[COSA FARE]
(1) Di' se ciascuna affermazione concorda con il testo sull'incontro tra Adenauer e Chrušëv, rispondendo sì o no e citando alla lettera le parole del testo che lo stabiliscono. (a) Il cancellierato di Adenauer durò dal 1949 al 1963. (b) Adenauer accettò l'invito di Mosca nel luglio 1955. (c) Nell'ottobre 1952 Adenauer dichiarò che era giunto il momento di "diventare forti".
(2) Stampa il passo del testo sull'incontro tra Adenauer e Chrušëv che va da "di Leila Tavi" fino a "in BDR e DDR." compreso.

[TESTO DELLA PAGINA]
··········
UN'AMBASCIATA SULLE ROTAIE

L’incontro tra Konrad Adenauer e Nikita Chrušëv nel 1955

di Leila Tavi

 

Il 12 settembre del 1955 rappresentò per la Repubblica federale tedesca e per l’URSS il giorno della normalizzazione dei rapporti diplomatici tra i due paesi dalla fine della guerra. Più che di una normalizzazione si trattò dell’inizio delle relazioni tra i due stati, considerato che, dopo la capitolazione della Germania dell’8 maggio 1945, il territorio tedesco venne diviso nella zona d’influenza anglo-franco-americana, e in quella d’influenza russa, trasformate successivamente in BDR e DDR.

 

La possibilità di una ripresa dei rapporti diplomatici tra la BDR e l’URSS cominciò a concretizzarsi proprio nel 1955: il cancelliere tedesco ricevette il 7 giugno una lettera Mosca con l’invito per una visita di Stato. Adenauer, che durante tutto il suo lungo Kanzleramt (premierato) dal 1949 al 1963 fu considerato per la sua formazione culturale e le idee un Westpolitiker, un fedele agli Alleati, fu costretto suo malgrado ad aprire dopo il 1953 la fase della Ostpolitik. Una Ostpolitik che non aveva lo spirito di quella successiva del cancelliere Willy Brandt e che potremmo definire con due parole: strumentale e di convenienza.

 

Adenauer voleva a tutti i costi già dalla fine del 1949 il riarmo tedesco e nell’ottobre 1952 dichiarò che era giunto il momento di “diventare forti” (uns stark zu machen). La morte di Stalin nel 1953 fu l’occasione per tornare alla carica con una questione che non gli era riuscito di risolvere nel 1949: il rimpatrio degli ultimi prigionieri di guerra tedeschi in territorio russo, l’unico vero motivo personale che spinse il cancelliere ad accettare il 30 giugno del 1955 l’invito di Mosca. Durante il discorso pubblico tenuto a Mürren pochi giorni dopo promise davanti ai presenti e alle telecamere che sarebbe rientrato in patria soltanto con gli ex-combattenti prigionieri in Russia.
··········
[DATI GREZZI]

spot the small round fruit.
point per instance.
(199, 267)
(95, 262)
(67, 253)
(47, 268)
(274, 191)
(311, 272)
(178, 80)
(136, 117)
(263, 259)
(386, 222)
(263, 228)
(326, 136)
··········
[RISPOSTE PER COMPITO]
(1)
(a) Sì: «dal 1949 al 1963».
(b) No: «ad accettare il 30 giugno del 1955 l’invito di Mosca».
(c) Sì: «nell’ottobre 1952 dichiarò che era giunto il momento di “diventare forti”».

(2)
di Leila Tavi

 

Il 12 settembre del 1955 rappresentò per la Repubblica federale tedesca e per l’URSS il giorno della normalizzazione dei rapporti diplomatici tra i due paesi dalla fine della guerra. Più che di una normalizzazione si trattò dell’inizio delle relazioni tra i due stati, considerato che, dopo la capitolazione della Germania dell’8 maggio 1945, il territorio tedesco venne diviso nella zona d’influenza anglo-franco-americana, e in quella d’influenza russa, trasformate successivamente in BDR e DDR.